Rows from a segmentation dataset:

(begin)

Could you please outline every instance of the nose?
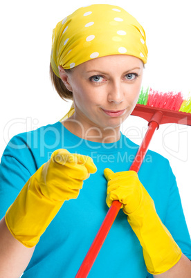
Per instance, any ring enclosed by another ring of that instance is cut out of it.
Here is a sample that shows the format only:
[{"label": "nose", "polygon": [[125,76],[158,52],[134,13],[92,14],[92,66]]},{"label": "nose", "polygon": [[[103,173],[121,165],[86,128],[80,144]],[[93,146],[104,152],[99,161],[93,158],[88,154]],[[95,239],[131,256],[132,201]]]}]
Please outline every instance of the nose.
[{"label": "nose", "polygon": [[111,84],[107,99],[109,102],[115,104],[119,104],[124,101],[124,91],[120,82],[115,81]]}]

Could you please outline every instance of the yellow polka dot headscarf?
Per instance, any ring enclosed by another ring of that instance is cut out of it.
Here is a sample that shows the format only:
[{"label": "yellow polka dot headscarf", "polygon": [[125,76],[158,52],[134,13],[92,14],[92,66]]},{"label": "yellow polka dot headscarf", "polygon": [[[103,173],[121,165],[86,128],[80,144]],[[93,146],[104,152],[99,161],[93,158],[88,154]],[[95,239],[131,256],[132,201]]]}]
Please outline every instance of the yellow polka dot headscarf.
[{"label": "yellow polka dot headscarf", "polygon": [[69,69],[100,57],[126,54],[144,64],[147,48],[143,28],[122,8],[107,4],[80,8],[53,30],[51,66]]}]

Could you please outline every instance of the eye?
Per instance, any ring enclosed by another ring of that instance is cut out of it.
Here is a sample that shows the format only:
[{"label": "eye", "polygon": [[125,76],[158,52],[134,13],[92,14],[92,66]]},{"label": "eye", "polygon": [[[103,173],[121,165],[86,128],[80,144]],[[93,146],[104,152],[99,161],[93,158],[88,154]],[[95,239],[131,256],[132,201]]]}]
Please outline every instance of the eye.
[{"label": "eye", "polygon": [[102,80],[103,77],[101,75],[93,75],[89,77],[89,80],[95,83],[100,83]]},{"label": "eye", "polygon": [[128,80],[134,80],[136,77],[138,77],[137,73],[128,73],[125,75]]}]

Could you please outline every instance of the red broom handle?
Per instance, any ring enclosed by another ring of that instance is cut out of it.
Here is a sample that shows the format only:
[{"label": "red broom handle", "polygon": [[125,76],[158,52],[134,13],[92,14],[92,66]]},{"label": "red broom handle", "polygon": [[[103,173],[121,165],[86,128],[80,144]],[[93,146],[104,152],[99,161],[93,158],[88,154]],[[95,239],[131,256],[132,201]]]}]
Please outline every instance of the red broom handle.
[{"label": "red broom handle", "polygon": [[[149,123],[149,127],[147,133],[138,150],[129,170],[135,171],[136,173],[138,173],[147,153],[152,136],[155,130],[159,127],[160,122],[158,123],[157,122],[152,121]],[[113,201],[80,268],[79,268],[79,270],[78,271],[77,275],[75,275],[75,278],[86,278],[89,275],[89,272],[103,245],[109,230],[118,215],[121,203],[118,201]]]}]

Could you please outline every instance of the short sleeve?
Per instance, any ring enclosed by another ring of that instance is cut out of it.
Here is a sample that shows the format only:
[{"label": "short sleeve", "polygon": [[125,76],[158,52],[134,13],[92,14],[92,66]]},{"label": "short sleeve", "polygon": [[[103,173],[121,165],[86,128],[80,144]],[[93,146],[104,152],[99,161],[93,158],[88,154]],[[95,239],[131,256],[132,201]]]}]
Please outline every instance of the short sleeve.
[{"label": "short sleeve", "polygon": [[30,149],[19,136],[7,145],[0,164],[0,219],[36,171]]},{"label": "short sleeve", "polygon": [[[171,169],[171,168],[170,168]],[[191,241],[176,181],[171,169],[171,187],[164,225],[182,252],[191,260]]]}]

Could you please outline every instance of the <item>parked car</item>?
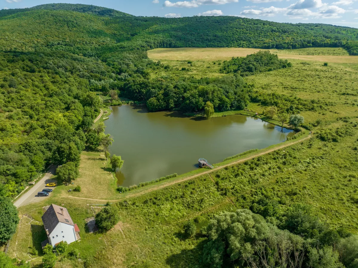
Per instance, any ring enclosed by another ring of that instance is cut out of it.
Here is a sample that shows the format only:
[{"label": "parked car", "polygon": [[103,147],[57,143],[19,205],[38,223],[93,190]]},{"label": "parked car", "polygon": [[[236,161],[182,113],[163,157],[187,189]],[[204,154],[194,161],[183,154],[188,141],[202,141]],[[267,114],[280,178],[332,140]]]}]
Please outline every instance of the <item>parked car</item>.
[{"label": "parked car", "polygon": [[46,192],[39,192],[37,193],[38,196],[48,196],[48,193]]}]

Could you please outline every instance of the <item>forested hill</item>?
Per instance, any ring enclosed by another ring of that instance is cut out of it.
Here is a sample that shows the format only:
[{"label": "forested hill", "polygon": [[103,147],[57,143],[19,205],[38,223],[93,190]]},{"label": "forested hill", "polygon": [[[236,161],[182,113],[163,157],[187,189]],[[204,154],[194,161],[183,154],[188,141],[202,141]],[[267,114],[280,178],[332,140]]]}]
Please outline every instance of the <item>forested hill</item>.
[{"label": "forested hill", "polygon": [[[49,4],[1,10],[0,18],[1,24],[5,24],[0,27],[3,36],[3,30],[10,29],[16,33],[21,30],[15,28],[16,23],[26,23],[30,26],[26,29],[30,30],[30,39],[40,38],[47,45],[53,40],[46,40],[48,35],[41,34],[39,31],[54,33],[59,27],[80,32],[80,39],[104,37],[115,43],[125,40],[144,41],[147,49],[183,47],[294,49],[342,47],[347,40],[358,40],[358,29],[327,24],[282,23],[232,16],[136,17],[85,5]],[[85,24],[89,21],[96,24],[90,23],[88,27]],[[35,32],[31,32],[33,30]],[[24,37],[19,37],[21,43],[32,42],[26,38],[24,40]],[[68,39],[63,35],[61,37],[57,37],[55,41]]]},{"label": "forested hill", "polygon": [[[151,79],[151,69],[170,66],[149,60],[149,49],[341,47],[349,41],[348,51],[356,52],[357,38],[358,29],[325,24],[136,17],[83,5],[1,10],[0,195],[16,196],[50,164],[78,166],[80,152],[98,146],[98,133],[91,130],[102,105],[100,93],[114,91],[153,111],[202,110],[207,100],[218,110],[242,109],[249,96],[237,71],[243,76],[264,70],[265,58],[273,65],[267,70],[289,67],[262,54],[249,59],[255,64],[245,70],[236,66],[239,60],[229,62],[223,71],[237,73],[222,78]],[[282,109],[291,114],[314,109],[285,97]]]}]

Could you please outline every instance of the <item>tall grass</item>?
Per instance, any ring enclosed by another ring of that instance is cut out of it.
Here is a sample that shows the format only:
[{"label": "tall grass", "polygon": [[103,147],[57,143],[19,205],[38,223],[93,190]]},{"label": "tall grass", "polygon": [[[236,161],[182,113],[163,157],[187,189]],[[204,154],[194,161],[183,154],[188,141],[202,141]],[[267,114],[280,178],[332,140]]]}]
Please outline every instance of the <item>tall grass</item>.
[{"label": "tall grass", "polygon": [[242,155],[245,155],[245,154],[248,154],[250,153],[253,153],[254,152],[256,152],[258,149],[257,148],[255,149],[251,149],[251,150],[249,150],[247,151],[245,151],[245,152],[241,153],[240,154],[235,154],[234,155],[232,155],[232,156],[229,156],[228,157],[227,157],[225,159],[224,159],[223,161],[226,161],[226,160],[229,160],[230,159],[232,159],[233,158],[236,158],[237,157],[238,157],[239,156],[242,156]]},{"label": "tall grass", "polygon": [[167,175],[165,177],[160,177],[158,179],[156,179],[155,180],[153,180],[152,181],[145,182],[141,182],[137,185],[136,184],[134,184],[133,185],[131,185],[129,187],[124,187],[121,186],[120,186],[119,187],[117,187],[117,190],[120,192],[124,193],[127,191],[130,191],[131,190],[134,190],[135,189],[137,189],[137,188],[140,188],[141,187],[143,187],[145,186],[146,186],[147,185],[149,185],[150,184],[155,183],[156,182],[158,182],[160,181],[162,181],[168,180],[168,179],[170,179],[171,178],[174,178],[177,177],[178,176],[178,174],[176,173],[173,173],[173,174],[170,174],[170,175]]}]

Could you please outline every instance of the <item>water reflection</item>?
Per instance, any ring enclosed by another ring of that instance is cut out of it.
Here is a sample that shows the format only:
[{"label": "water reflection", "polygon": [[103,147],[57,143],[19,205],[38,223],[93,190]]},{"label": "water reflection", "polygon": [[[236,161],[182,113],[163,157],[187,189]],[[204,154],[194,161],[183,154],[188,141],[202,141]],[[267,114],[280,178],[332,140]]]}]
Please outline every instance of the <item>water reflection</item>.
[{"label": "water reflection", "polygon": [[143,107],[113,107],[105,121],[115,142],[111,153],[124,163],[116,173],[118,185],[137,184],[197,168],[199,158],[212,163],[250,149],[285,140],[292,130],[258,120],[231,115],[195,120],[175,112],[147,113]]}]

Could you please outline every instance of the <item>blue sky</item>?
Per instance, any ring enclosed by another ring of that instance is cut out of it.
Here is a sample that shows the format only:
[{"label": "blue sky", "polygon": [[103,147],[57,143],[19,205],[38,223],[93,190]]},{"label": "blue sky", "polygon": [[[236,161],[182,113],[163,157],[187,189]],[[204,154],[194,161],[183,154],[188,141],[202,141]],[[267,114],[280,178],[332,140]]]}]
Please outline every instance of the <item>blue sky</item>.
[{"label": "blue sky", "polygon": [[0,9],[29,8],[53,3],[94,5],[136,16],[227,15],[358,28],[358,0],[0,0]]}]

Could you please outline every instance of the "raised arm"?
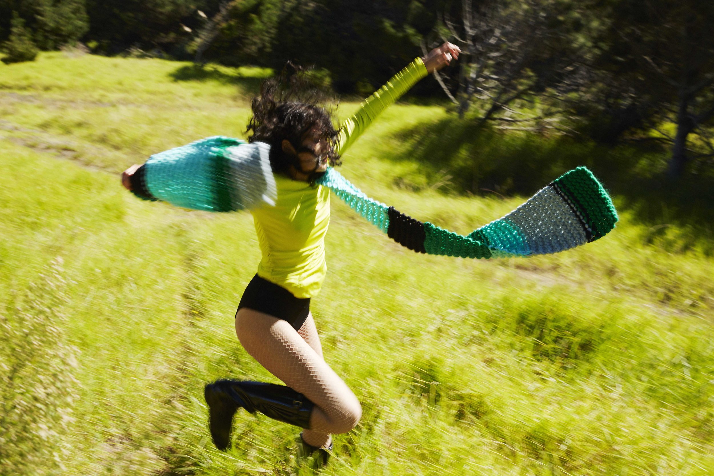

(end)

Copy the lines above word for word, starting with the line that contains "Could you please outline every instance of the <item>tall" and going on through the line that contains "Please outline every instance of the <item>tall grass</item>.".

Final result:
Could you please outline every instance of the <item>tall grass</item>?
Per instance, any ring enclosed by another ring of that instance is cut out of it.
Here is a sample that shows the format only:
[{"label": "tall grass", "polygon": [[103,147],[57,143],[19,205],[38,223],[93,190]]},{"label": "tall grass", "polygon": [[[236,161],[182,113],[163,157],[187,189]],[[204,154],[194,161],[183,154],[188,141],[202,141]],[[267,114],[280,178],[332,140]]]}]
Please outline every instance of the <item>tall grass</item>.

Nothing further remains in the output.